* _Goal_: Reproduce the records below exactly as they appear.

Raw records
######

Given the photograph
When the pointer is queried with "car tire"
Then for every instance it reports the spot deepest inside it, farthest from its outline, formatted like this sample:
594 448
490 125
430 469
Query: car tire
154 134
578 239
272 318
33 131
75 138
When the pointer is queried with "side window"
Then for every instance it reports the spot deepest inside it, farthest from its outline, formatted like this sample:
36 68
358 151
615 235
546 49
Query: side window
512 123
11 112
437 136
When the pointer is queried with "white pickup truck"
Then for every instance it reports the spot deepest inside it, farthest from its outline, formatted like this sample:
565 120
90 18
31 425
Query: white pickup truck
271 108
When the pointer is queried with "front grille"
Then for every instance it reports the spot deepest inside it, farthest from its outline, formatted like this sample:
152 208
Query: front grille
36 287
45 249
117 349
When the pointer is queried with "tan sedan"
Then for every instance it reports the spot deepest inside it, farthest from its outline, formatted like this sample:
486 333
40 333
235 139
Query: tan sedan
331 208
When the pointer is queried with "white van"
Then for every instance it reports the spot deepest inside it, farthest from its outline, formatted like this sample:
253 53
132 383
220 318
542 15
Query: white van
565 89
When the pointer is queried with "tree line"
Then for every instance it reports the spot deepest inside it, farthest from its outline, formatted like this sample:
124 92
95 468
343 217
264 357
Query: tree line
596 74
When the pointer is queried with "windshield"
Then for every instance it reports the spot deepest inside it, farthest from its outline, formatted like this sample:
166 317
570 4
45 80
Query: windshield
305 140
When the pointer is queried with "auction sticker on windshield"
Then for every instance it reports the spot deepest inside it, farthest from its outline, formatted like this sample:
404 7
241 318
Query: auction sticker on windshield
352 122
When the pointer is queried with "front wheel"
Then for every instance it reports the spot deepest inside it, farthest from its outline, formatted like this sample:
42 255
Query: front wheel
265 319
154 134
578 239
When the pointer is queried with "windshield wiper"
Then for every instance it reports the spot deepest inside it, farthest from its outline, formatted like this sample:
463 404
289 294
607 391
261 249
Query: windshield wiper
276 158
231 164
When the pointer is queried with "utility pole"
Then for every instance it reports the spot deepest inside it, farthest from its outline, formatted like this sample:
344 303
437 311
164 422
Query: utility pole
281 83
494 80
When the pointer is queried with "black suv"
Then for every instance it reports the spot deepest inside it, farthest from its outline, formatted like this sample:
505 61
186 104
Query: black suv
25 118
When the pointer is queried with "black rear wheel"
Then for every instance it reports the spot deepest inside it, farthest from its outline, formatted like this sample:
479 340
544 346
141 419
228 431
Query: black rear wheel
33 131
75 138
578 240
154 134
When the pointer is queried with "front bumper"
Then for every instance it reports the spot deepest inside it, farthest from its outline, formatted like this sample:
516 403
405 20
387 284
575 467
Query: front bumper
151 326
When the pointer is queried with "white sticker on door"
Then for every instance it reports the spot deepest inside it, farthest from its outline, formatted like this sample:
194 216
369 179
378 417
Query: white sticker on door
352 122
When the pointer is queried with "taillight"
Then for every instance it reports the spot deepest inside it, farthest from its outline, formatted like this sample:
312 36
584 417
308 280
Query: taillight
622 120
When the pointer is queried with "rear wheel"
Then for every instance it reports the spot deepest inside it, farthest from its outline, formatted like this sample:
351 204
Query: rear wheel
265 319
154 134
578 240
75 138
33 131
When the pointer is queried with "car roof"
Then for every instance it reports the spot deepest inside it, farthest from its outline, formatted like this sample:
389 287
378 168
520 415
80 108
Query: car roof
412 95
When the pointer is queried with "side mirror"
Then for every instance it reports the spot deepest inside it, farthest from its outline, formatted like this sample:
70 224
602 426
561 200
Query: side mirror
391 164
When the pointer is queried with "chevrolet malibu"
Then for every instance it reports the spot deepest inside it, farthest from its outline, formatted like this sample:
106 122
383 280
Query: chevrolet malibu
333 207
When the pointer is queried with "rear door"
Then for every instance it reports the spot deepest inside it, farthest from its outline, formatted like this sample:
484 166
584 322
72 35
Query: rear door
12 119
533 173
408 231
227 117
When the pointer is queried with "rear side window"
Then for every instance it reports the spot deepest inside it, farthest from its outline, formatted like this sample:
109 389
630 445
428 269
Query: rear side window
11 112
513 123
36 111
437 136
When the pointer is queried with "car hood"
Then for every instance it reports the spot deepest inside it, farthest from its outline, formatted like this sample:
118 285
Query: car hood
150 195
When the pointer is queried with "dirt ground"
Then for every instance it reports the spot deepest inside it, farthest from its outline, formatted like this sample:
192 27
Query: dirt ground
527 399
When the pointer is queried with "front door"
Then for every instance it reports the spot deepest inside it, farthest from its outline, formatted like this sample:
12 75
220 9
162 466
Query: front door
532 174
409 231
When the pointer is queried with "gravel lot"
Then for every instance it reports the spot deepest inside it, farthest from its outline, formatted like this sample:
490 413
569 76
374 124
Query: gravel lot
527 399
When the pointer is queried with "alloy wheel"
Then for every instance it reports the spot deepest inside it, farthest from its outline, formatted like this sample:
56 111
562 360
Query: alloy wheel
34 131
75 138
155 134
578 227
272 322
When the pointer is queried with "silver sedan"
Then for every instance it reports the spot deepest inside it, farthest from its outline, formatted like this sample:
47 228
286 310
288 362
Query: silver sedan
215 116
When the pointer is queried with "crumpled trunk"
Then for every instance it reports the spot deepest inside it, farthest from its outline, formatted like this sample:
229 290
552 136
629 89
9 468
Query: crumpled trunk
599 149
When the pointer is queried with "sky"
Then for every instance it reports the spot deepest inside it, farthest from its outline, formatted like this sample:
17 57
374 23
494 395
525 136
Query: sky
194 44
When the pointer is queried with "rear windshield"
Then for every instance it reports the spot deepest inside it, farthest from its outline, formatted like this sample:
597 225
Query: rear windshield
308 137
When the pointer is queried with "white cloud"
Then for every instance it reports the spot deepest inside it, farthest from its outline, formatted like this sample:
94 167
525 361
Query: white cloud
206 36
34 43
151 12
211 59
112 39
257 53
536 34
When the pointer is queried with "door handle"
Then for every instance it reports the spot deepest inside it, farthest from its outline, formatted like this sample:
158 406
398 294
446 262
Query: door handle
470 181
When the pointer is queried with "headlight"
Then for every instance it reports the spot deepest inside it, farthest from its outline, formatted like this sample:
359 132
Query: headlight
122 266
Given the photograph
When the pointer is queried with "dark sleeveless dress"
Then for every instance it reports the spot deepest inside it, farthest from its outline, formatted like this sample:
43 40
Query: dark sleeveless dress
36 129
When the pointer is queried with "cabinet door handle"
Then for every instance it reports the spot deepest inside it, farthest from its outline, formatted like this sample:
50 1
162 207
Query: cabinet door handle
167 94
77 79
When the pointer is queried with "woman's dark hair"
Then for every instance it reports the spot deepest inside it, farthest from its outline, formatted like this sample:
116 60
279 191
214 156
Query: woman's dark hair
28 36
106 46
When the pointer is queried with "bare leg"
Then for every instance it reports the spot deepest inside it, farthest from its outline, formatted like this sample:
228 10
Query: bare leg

######

* _Problem solution_:
Given the photograph
When the pointer is queried with "car tire"
Then for every instance it reports the spot deepest inside it, farthest from its outline, formatted like this sample:
594 448
490 125
430 469
Query: car tire
154 134
578 239
272 318
33 131
75 138
When the pointer is queried with "side window"
Then for every instance it reports the spot deepest inside it, farthest from its outline, formatted like this sample:
36 68
358 151
615 235
546 49
Query: side window
512 123
11 112
437 136
When the pointer is queried with "white pickup truck"
Then for every instance it reports the spot deepest inside it, farthest from its outline, formatted like this sample:
565 120
90 18
31 425
Query: white pickup truck
271 108
When the pointer is queried with "front grille"
Then for every instance it reports the spot deepest inside it, farthest from its outline, formatted like this sample:
152 208
Query: front grille
36 287
45 249
117 349
When the pointer is queried with "tan sedan"
Then for every instance it reports the spot deepest inside it, farthest from its outline, formatted like this sample:
486 333
40 333
235 139
Query: tan sedan
331 208
When the pointer is queried with "white van"
Then for every instance it reports the spot deepest inside it, farthest from its outline, formatted like this sample:
253 53
132 383
220 318
542 15
Query: white van
565 89
When the pointer is queried with "tree line"
Then for every instance it reports the spot deepest inside it, farthest from its outline, formatted like this sample:
124 92
95 468
343 217
264 357
Query: tree line
596 74
When the pointer is queried with "windshield"
Then for every instance it reports the spot deepest inside it, farthest from its outline, formatted like this sample:
166 317
570 4
45 80
Query: windshield
305 140
When the pointer is queried with "auction sticker on windshield"
Then for every instance it reports the spot deepest inside it, farthest from its outline, formatted like this sample:
404 7
241 318
Query: auction sticker on windshield
352 122
When the pointer is queried with "front wheel"
Then for every instance it reports the spot deepest inside it, farthest from its outline, formatted like this sample:
42 255
Query: front wheel
265 319
154 134
578 239
When the pointer is queried with "windshield wiper"
Then for every instance it reports the spot deepest inside it, farthest from its outline, formatted like this sample:
463 404
289 294
607 391
261 249
Query: windshield wiper
276 158
231 164
When the pointer is queried with "utility pole"
Then for every instance it reports the spot deepest inside it, farthest from its outline, formatted like this sample:
344 303
437 311
164 422
Query: utility pole
281 83
494 80
When the pointer is queried with "black suv"
Then for every instance it reports the spot deepest inside it, farthest from its outline, formatted like this sample:
505 61
186 104
Query: black suv
25 118
When the pointer is queried with "black rear wheel"
Then for every instance it reports the spot deepest inside it, farthest from its outline, formatted like this sample:
479 340
544 346
141 419
228 431
Query: black rear wheel
33 131
75 138
578 240
154 134
When the pointer is queried with "front bumper"
Then for every instance it reports the spot deepest inside it, farthest from its outline, formatted like this sample:
516 403
405 20
387 284
575 467
Query: front bumper
151 326
When the pointer is queried with "white sticker on door"
Then for every instance it reports the spot deepest inside it, farthest from its outline, formatted like this sample:
194 216
369 179
378 417
Query: white sticker on door
352 122
When the pointer is queried with "taillight"
Then for every instance it reports the spot deepest inside it, farthest from its outline, formatted like this sample:
312 36
584 417
308 280
Query: taillight
622 120
When the pointer is queried with "rear wheel"
Then for every instance it reports the spot deepest inside it, farthest from its outline, formatted like this sample:
351 204
Query: rear wheel
265 319
154 134
578 240
75 138
33 131
When the pointer is queried with "car roof"
Then for every instance it reports the spot deepest inside it, farthest from its outline, formatted like this sample:
389 287
378 168
520 415
80 108
Query: car roof
412 95
When the pointer is queried with "side mirror"
Then for every instance it reports the spot deepest inside it, farthest from its outline, formatted like this sample:
70 224
602 426
561 200
Query: side mirror
391 164
When the pointer is queried with "chevrolet malibu"
Then for every instance it reports the spot deepest inside it, farthest from its outline, formatted like this sample:
106 122
383 280
Query: chevrolet malibu
333 207
When the pointer is queried with "rear door"
Then for every instance it reports the spot deepest inside it, farthest from its outline, formatted like this sample:
484 166
584 322
72 35
Query: rear door
12 119
533 173
408 231
227 117
When the pointer is queried with "rear side window"
Then for every instance it reports the spot deepest inside it, farthest from its outline, formatted like this sample:
109 389
630 445
428 269
Query: rear side window
11 112
513 123
36 111
437 136
When the pointer is queried with "car hood"
Then for every instance it reports the spot deepest inside it, farthest from its outline, formatted like this sample:
118 285
Query: car hood
150 195
When the pointer is queried with "dirt ground"
Then for every instance it reports the spot deepest inside it, farthest from its outline, formatted like this sample:
192 27
Query: dirt ground
527 399
When the pointer is queried with "front door"
Then for every instance it reports the spot deepest inside it, farthest from its outline, formatted like this sample:
12 75
220 9
162 466
Query: front door
532 174
409 231
When the pointer is queried with "gravel lot"
Then for every instance it reports the spot deepest inside it, farthest from its outline, formatted like this sample:
490 413
569 76
374 124
Query: gravel lot
527 399
When the pointer is queried with "alloy wheel"
Then for every instance it reports the spot deepest inside it, farthest from its outline, formatted like this sample:
56 111
562 360
Query: alloy wheel
34 131
75 138
155 134
578 227
272 322
When the pointer is queried with "silver sedan"
Then for every instance it reports the spot deepest inside it, farthest from its outline, formatted like this sample:
47 228
286 310
288 362
Query: silver sedan
215 116
When the pointer is queried with "crumpled trunk"
Then for every instance it reports the spot deepest inside it, farthest from its outline, formatted like this sample:
229 290
552 136
629 89
9 468
Query: crumpled trunk
599 149
When the pointer is queried with "sky"
Then for every instance it reports the spot deepest inside it, farthest from its outline, formatted like this sample:
17 57
374 23
494 395
525 136
Query: sky
194 44
When the pointer is queried with "rear windshield"
Then for every instance it reports the spot deepest inside it, farthest from its outline, formatted like this sample:
597 225
Query: rear windshield
308 137
When the pointer is queried with "white cloud"
Then for every instance it reports the spot deepest inside it, farthest from its outline, formatted like this sample:
94 167
525 361
Query: white cloud
206 36
34 43
151 12
211 59
112 39
257 53
536 34
When the pointer is queried with "door handle"
Then for every instance it reports the spot deepest inside it, farthest from its outline, formatted like this sample:
158 406
398 294
446 262
Query: door handle
470 181
When the pointer is queried with "headlight"
Then for every instance it reports the spot deepest inside it, farthest from its outline, formatted like this sample:
359 132
Query: headlight
122 266
Given the photograph
When the pointer is queried with "dark sleeveless dress"
Then for every instance it reports the spot deepest inside it, farthest from its outline, formatted like this sample:
43 40
Query: dark sleeveless dress
36 129
When the pointer is queried with "cabinet door handle"
Then for every instance it reports the spot deepest inside it, farthest from its outline, formatted like this sample:
50 1
162 207
Query: cabinet door handle
167 94
77 79
When the pointer is queried with "woman's dark hair"
Then for every instance it reports the spot deepest inside it, farthest from its outline, formatted like this sample:
116 60
279 191
214 156
Query: woman's dark hair
28 36
106 46
When the pointer is queried with "bare leg"
Then for every instance it reports the spot deepest inside it, farthest from its outline, formatted like this sample:
228 10
Query: bare leg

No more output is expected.